_SUPPLIED RECORDS_
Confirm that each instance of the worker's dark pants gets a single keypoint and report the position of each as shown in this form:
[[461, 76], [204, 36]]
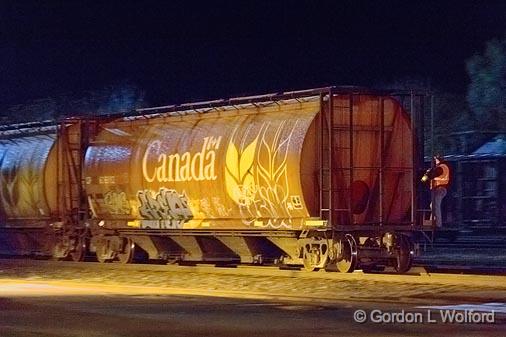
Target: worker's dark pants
[[438, 194]]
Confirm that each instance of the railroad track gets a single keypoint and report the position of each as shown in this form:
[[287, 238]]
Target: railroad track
[[425, 272]]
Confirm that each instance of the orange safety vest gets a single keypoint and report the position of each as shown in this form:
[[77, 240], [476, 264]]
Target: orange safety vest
[[444, 179]]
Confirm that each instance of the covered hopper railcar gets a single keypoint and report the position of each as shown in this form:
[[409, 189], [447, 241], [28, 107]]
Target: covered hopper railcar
[[320, 178]]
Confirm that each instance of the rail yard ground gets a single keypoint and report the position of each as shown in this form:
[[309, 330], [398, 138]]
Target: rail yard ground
[[46, 298]]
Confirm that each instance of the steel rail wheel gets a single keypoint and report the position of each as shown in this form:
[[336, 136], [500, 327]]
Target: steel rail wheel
[[128, 252], [347, 261]]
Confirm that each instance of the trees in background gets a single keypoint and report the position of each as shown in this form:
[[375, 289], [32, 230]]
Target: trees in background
[[118, 98], [486, 94]]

_WHAT IS BEING ASKED_
Reproduce the data above word for word, but leave the images out.

_SOLUTION TO THIS PROBLEM_
Confirm that each instance of the worker's dark pants gets a single keypoint and report the position of each as shown in this form:
[[461, 76], [204, 36]]
Target: worker's dark pants
[[438, 194]]
Confirm that each instance of the railroad track gets a single keypoint and report the position of each as shown in this form:
[[287, 238]]
Target: railroad track
[[425, 272]]
Confirm that each instance of the orange safety vest gets a single keypoint and report the position of each as shown in this form:
[[77, 240], [476, 264]]
Target: orange safety vest
[[444, 179]]
Confirm that each instance of the covered hopper railcar gets a single keypoint and report the position of each as shown in this form:
[[409, 189], [447, 241], [28, 107]]
Target: covered hopper railcar
[[320, 178]]
Confirm that each instance of the rail yard ground gets a single keypoint and report the position of each as shown in this form:
[[309, 330], [398, 138]]
Target: rail yard ground
[[46, 298]]
Confirm that each instance of the steel rail wheel gets a single keypoint and report the position of each as shown in this form:
[[336, 136], [500, 327]]
Target: steel rail wheel
[[128, 252], [347, 261]]
Confirm that each instance of the trees in background gets a single keypoint and report the position of each as shown in this form:
[[375, 289], [32, 230]]
Target: trees in background
[[118, 98], [486, 94]]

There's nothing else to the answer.